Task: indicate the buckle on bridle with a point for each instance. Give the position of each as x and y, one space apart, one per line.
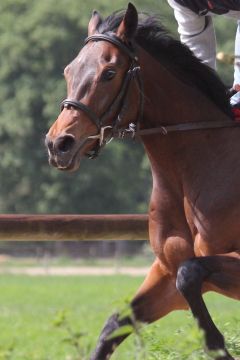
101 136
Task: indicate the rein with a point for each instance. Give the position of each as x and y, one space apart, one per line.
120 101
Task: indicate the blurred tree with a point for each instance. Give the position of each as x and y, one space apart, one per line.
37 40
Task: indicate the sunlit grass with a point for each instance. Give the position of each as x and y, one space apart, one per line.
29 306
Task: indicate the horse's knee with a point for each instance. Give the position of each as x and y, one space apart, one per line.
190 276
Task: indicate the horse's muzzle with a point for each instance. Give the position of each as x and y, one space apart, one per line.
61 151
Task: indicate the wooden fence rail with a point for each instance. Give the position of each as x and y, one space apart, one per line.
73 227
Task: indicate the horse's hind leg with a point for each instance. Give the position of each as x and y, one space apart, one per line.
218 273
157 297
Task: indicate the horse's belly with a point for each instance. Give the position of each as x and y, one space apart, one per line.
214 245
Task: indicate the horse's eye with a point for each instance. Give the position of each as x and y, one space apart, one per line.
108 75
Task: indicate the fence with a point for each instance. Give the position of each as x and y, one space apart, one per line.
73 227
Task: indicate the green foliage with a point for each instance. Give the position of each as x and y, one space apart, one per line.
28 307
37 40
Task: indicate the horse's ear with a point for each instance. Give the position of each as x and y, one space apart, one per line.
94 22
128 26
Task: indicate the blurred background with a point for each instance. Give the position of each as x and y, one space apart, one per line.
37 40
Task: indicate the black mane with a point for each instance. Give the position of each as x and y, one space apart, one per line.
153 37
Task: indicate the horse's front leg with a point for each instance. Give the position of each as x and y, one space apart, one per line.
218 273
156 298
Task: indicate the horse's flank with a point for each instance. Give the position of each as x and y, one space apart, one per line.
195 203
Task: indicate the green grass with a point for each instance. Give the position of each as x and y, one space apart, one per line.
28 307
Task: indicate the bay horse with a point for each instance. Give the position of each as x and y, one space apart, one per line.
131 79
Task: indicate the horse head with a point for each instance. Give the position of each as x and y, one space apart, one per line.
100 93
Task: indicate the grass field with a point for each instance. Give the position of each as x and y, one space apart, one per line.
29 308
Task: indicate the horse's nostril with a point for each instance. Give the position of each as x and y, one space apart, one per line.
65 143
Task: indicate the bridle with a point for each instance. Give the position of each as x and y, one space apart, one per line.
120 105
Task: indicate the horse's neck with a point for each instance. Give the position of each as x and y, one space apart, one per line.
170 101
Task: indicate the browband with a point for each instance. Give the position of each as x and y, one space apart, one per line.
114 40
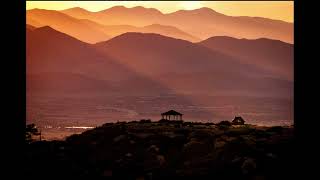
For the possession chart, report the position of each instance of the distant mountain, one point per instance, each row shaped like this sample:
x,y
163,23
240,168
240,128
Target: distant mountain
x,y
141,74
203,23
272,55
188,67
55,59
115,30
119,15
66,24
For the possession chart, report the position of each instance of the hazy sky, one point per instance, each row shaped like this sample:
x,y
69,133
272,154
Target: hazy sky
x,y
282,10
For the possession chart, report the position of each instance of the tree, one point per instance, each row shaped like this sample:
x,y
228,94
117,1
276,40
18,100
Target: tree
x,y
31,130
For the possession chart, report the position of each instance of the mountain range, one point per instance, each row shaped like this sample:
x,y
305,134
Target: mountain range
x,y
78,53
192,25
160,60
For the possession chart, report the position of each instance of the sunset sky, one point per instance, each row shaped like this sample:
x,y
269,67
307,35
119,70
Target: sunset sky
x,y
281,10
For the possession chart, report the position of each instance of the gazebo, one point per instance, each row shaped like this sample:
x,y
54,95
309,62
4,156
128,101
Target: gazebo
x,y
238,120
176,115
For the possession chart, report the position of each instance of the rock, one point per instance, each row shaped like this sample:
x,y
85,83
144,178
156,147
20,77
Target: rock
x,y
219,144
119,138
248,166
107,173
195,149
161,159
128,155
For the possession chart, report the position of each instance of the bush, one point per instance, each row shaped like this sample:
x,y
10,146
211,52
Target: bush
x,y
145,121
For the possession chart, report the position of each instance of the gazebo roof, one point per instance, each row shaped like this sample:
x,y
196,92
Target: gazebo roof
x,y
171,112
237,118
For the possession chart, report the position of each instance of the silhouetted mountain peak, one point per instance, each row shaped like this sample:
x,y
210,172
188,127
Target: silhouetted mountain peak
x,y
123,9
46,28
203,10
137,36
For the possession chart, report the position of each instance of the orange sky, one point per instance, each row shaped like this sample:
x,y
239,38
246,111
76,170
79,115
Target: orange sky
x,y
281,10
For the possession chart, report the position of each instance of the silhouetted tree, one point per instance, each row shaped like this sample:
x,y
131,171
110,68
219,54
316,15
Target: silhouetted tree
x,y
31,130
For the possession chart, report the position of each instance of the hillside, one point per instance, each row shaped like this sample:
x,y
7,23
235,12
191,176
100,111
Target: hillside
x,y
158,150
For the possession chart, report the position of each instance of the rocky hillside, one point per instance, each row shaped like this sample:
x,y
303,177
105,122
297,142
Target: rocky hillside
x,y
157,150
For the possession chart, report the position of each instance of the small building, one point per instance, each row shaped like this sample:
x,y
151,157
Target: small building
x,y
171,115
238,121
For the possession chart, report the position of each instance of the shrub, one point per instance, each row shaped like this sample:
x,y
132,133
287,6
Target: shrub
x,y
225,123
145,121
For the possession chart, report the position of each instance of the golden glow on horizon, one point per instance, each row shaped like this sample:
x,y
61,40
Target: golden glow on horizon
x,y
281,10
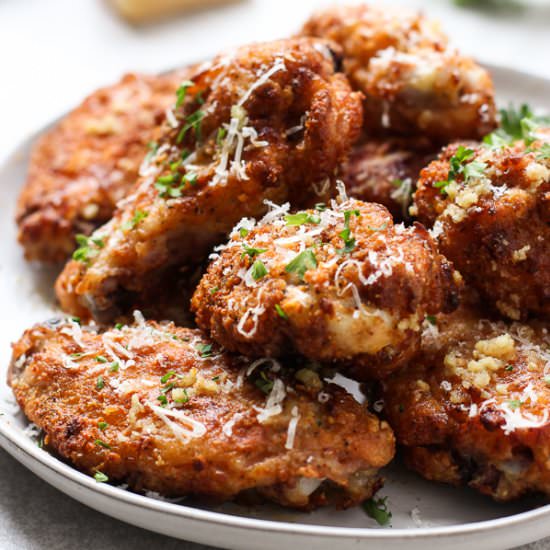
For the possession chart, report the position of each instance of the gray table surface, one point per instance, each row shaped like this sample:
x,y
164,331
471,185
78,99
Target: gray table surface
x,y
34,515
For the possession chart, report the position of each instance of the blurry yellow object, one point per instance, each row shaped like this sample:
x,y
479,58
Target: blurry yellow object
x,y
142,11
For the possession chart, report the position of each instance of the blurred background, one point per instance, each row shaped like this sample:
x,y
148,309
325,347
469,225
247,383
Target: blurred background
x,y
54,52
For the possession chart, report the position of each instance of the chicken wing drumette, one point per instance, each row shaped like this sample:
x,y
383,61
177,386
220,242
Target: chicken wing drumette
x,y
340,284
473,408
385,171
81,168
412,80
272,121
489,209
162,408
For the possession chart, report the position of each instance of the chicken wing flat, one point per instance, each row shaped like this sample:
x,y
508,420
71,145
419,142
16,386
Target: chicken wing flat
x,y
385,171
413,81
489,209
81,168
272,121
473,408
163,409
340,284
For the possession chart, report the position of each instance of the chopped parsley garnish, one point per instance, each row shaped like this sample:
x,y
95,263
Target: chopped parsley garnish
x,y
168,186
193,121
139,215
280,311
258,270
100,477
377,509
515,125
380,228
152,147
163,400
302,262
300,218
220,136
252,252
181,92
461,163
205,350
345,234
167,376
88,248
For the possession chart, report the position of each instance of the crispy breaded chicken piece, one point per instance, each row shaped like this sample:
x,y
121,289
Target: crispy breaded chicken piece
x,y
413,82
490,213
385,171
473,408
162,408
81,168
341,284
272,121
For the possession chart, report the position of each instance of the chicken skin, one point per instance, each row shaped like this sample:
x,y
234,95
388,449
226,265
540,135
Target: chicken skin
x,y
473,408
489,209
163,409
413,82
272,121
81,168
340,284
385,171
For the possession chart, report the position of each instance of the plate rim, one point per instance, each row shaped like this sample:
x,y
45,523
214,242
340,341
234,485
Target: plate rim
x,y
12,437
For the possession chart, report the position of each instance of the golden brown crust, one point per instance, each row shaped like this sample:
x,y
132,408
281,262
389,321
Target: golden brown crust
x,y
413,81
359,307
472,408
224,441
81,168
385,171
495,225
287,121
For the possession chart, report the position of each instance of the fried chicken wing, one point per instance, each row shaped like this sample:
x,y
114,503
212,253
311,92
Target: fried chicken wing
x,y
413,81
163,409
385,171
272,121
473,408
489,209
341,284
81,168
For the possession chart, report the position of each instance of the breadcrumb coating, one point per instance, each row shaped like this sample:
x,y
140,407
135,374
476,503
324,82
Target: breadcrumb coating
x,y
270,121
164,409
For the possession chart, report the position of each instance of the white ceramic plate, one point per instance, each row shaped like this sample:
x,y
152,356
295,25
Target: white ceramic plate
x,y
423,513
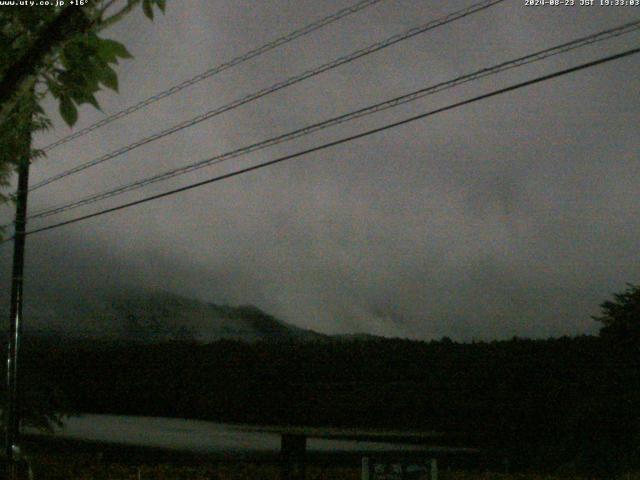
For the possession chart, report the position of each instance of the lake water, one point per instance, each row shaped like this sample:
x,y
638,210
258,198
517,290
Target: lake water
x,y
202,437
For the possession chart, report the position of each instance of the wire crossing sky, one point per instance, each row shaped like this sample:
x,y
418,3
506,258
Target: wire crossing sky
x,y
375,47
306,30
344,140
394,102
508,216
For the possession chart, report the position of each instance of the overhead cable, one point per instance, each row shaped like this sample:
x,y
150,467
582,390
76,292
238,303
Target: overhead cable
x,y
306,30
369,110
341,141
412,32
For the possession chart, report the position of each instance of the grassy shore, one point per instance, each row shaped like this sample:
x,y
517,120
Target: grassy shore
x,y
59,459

═══

- To do
Leave out every picture and copy verbatim the lines running from the line containing "of the breadcrumb" through the final line of the data.

- Response
For the possession chart, report the position of each instance of the breadcrumb coating, one point per instance, each row shaped like this sample:
x,y
140,407
135,374
476,503
324,82
Target: breadcrumb coating
x,y
270,121
164,409
For the possession chart, report the position of each instance of the white ceramic plate, one point per instance, each row shaped like this sample:
x,y
152,356
295,25
Target: white ceramic plate
x,y
423,513
For the possession chart, report the position of each instance of the lake water, one point per instance, each row shaped like this sample:
x,y
638,210
258,198
517,290
Target: lake water
x,y
202,437
For the possession chart, report the position of each instance of the wire crossing sky, one point per instance, each row shaped like this sample:
x,y
418,3
506,258
Target: wire crossing sky
x,y
375,47
306,30
344,140
394,102
508,216
For the possession chart, report the position of each instance of the overhead cable, one point per instance, each row shaped like this sample:
x,y
150,467
582,390
76,292
238,303
Target: overhead cable
x,y
306,30
369,110
341,141
412,32
For the possession chart, report the position of each instance of the grassy shore, one point per instance, each row shaped like this sample:
x,y
517,120
Target: grassy shore
x,y
59,459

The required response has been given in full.